◆ Work to complete
1: Please transcribe the part of the Slurm ticket that opens with the words containing "In order to" and closes with "attach your slurm.conf?", keeping every character as it appears.
2: Decide whether each statement agrees with the Slurm ticket, answering yes or no and quoting the deciding words. (a) The ticket lists its severity as a minor issue. (b) Scott Hilton reproduced the issue using the reporter's example. (c) Adding --cpu-bind=none to the srun command lets the job run without the error.
[Opening Excerpt provided section]
Ticket 14902

Summary:	Unable to satisfy cpu bind request when launches nested jobs
Product:	Slurm	Reporter:	GSK-ONYX-SLURM <slurm-support>
Component:	Scheduling	Assignee:	Scott Hilton <scott>
Status:	RESOLVED INFOGIVEN	QA Contact:
Severity:	4 - Minor Issue
Priority:	---	CC:	cinek
Version:	22.05.2
Hardware:	Linux
OS:	Linux
Site:	GSK	Slinky Site:	---
Alineos Sites:	---	Atos/Eviden Sites:	---
Confidential Site:	---	Coreweave sites:	---
Cray Sites:	---	DS9 clusters:	---
Google sites:	---	HPCnow Sites:	---
HPE Sites:	---	IBM Sites:	---
NOAA SIte:	---	NoveTech Sites:	---
Nvidia HWinf-CS Sites:	---	OCF Sites:	---
Recursion Pharma Sites:	---	SFW Sites:	---
SNIC sites:	---	Tzag Elita Sites:	---
Linux Distro:	CentOS	Machine Name:
CLE Version:		Version Fixed:
Target Release:	---	DevPrio:	---
Emory-Cloud Sites:	---
Attachments:	slurm.conf

Description GSK-ONYX-SLURM 2022-09-07 00:45:56 MDT

Hello Team,

The HPC users reported the new issue, when launching Slurm jobs from within other Slurm jobs:

srun: error: CPU binding outside of job step allocation, allocated CPUs are: 0x200000000000000000000000.
srun: error: Task launch for StepId=11225441.0 failed on node cpu-403: Unable to satisfy cpu bind request
srun: error: Application launch failed: Unable to satisfy cpu bind request
srun: Job step aborted

Here's a minimal reproduction. Our application launches (potentially nested-) jobs with similar commands, though within Python code:

## FILE: outer.sh

#!/bin/sh
#SBATCH --mem=8192
#SBATCH --time=120
#SBATCH --cpus-per-task=1
sbatch --array=0-3 inner.sh

## FILE: inner.sh

#!/bin/sh
#SBATCH --mem=8192
#SBATCH --time=120
#SBATCH --cpus-per-task=1
srun sleep 10

## Commands to run:

chmod +x outer.sh inner.sh
sbatch outer.sh

In order to run without the error if we add --cpu-bind=quiet or --cpu-bind=none to the srun command, but according to the Slurm docs the default value should already be one of those two options.

Has the global Slurm configuration changed?

Thanks,
Radek

Comment 1 Marcin Stolarek 2022-09-07 03:27:30 MDT

Could you please attach your slurm.conf?

Comment 2 GSK-ONYX-SLURM 2022-09-07 05:05:39 MDT

Created attachment 26640 [details]
slurm.conf

Comment 3 Scott Hilton 2022-09-08 13:33:58 MDT

Radek,

I am not able to reproduce the issue with your example.
[Closing Excerpt provided section]
[Opening Excerpted data section]
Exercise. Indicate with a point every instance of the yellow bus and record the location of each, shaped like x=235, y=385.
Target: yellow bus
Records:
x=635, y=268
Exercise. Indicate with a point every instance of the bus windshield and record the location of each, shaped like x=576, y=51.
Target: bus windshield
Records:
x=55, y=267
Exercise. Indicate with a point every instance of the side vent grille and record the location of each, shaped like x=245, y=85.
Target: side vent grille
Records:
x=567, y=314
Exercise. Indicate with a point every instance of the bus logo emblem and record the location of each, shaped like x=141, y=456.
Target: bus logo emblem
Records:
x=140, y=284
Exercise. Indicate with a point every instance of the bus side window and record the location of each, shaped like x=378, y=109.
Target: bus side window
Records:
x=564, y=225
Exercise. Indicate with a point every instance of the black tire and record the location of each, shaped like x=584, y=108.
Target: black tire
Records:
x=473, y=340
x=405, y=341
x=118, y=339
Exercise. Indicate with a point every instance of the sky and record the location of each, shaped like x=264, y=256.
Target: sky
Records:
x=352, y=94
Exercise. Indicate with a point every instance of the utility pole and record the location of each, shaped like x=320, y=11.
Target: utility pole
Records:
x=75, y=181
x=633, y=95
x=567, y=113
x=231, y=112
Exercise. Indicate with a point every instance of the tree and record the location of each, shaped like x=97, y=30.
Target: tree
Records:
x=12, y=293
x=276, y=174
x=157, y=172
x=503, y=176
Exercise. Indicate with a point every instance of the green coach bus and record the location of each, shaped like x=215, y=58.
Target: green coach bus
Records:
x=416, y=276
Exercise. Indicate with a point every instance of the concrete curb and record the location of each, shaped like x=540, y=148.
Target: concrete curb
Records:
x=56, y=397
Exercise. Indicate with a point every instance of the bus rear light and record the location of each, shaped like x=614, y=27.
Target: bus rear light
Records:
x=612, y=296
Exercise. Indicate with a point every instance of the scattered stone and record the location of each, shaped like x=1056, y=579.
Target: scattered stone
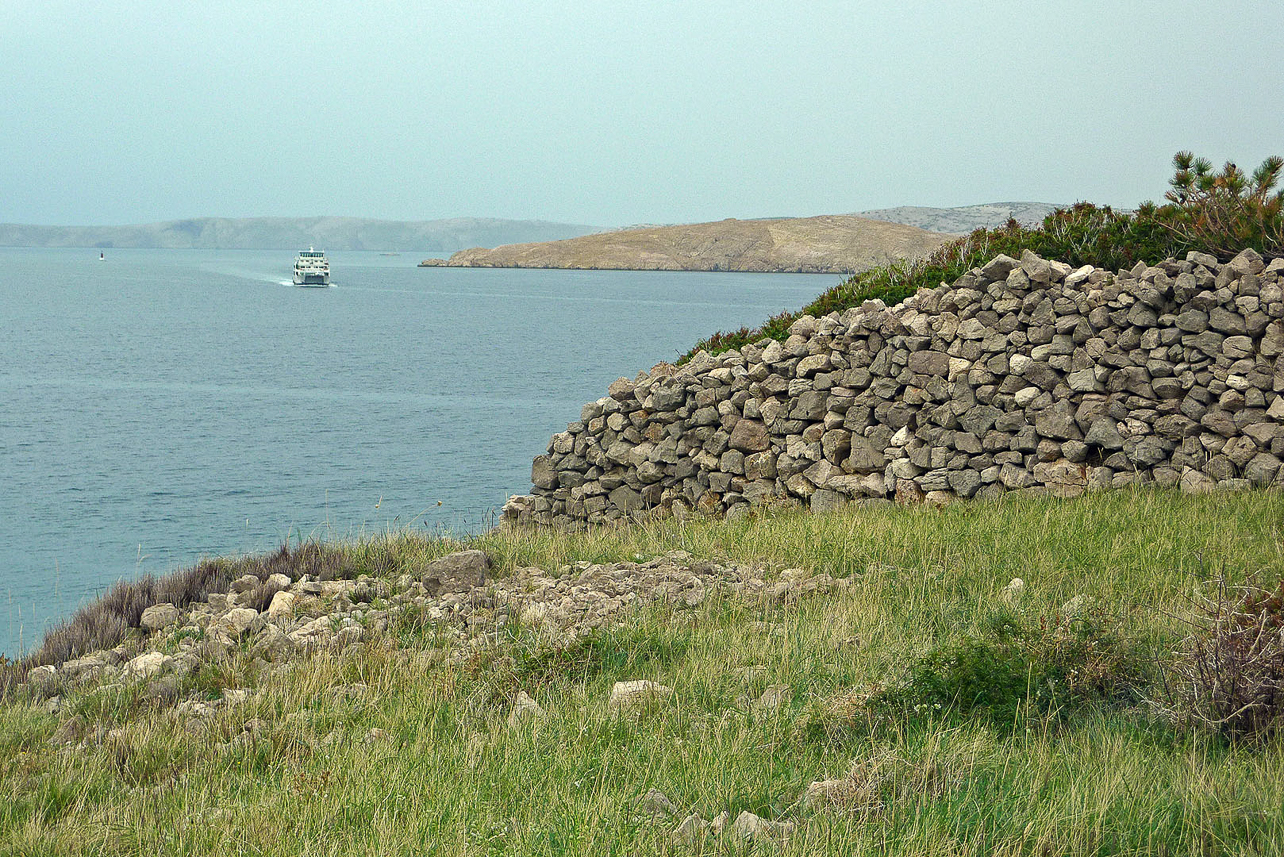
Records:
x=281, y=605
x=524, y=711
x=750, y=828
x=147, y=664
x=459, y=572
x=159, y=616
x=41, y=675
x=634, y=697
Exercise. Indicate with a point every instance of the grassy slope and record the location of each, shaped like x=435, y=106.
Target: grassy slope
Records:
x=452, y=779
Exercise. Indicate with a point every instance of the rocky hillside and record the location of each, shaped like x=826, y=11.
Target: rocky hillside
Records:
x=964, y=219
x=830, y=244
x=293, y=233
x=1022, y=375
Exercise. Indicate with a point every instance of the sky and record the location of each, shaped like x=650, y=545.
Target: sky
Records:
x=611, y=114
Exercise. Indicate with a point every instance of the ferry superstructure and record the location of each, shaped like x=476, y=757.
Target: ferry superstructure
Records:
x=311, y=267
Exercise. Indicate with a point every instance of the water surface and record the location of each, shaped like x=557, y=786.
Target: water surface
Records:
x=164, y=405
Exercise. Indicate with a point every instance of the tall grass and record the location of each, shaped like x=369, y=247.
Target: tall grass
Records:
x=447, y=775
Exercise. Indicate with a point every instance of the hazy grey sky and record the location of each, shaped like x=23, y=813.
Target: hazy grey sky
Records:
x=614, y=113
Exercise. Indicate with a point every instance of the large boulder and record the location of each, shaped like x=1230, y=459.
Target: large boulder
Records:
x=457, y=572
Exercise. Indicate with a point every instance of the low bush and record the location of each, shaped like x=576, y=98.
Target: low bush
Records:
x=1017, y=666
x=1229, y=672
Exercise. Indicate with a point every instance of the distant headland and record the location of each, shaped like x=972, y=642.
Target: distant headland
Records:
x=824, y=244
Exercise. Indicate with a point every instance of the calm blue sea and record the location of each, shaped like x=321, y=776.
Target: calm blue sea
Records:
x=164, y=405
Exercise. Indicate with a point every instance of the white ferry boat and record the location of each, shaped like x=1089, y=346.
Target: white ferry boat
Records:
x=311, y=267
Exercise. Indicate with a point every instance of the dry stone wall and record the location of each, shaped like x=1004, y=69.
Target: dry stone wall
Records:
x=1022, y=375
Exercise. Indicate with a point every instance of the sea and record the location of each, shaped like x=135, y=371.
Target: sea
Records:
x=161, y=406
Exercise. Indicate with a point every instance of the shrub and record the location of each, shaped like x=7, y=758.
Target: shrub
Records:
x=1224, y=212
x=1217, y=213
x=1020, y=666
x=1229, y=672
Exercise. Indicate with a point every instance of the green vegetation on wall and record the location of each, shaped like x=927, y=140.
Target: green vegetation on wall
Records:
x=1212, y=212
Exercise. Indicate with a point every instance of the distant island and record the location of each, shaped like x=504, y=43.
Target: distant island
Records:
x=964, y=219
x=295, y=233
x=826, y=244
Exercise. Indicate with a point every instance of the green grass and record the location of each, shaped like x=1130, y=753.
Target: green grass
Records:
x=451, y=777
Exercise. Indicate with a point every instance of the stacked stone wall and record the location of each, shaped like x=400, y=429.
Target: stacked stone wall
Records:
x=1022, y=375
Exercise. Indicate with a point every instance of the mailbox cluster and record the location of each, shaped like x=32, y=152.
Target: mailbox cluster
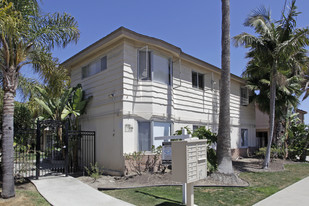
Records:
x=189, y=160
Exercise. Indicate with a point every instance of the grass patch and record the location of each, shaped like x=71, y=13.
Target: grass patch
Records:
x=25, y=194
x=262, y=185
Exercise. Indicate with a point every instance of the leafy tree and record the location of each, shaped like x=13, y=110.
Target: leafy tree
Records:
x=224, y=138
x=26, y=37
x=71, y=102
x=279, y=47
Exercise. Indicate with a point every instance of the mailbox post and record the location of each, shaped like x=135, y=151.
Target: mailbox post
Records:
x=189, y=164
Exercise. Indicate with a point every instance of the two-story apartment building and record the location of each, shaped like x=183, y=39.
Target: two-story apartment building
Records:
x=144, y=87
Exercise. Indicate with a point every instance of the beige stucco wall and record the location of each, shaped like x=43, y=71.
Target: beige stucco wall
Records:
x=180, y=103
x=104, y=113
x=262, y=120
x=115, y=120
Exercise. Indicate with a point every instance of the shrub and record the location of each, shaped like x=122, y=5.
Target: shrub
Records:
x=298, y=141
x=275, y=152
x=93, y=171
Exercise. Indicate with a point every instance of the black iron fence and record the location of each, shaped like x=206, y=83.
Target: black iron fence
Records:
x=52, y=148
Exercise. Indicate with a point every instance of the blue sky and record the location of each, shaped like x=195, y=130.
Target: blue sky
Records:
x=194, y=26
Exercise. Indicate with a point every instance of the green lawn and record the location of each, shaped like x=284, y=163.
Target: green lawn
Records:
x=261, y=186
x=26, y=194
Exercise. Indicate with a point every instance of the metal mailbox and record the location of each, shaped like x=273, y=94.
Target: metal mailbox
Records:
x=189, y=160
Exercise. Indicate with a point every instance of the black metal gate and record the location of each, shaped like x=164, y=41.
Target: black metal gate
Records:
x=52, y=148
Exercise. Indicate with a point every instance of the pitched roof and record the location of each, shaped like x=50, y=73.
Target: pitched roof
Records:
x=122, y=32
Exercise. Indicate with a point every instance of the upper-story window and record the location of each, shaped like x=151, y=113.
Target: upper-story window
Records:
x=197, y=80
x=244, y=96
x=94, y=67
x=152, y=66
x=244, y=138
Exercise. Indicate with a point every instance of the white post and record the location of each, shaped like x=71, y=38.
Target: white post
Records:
[Closing Excerpted data section]
◆ Solutions by task
1:
In order to run without the error if we add --cpu-bind=quiet or --cpu-bind=none to the srun command, but according to the Slurm docs the default value should already be one of those two options.

Has the global Slurm configuration changed?

Thanks,
Radek

Comment 1 Marcin Stolarek 2022-09-07 03:27:30 MDT

Could you please attach your slurm.conf?

2:
(a) Yes: "4 - Minor Issue"
(b) No: "I am not able to reproduce the issue with your example."
(c) Yes: "In order to run without the error if we add --cpu-bind=quiet or --cpu-bind=none to the srun command"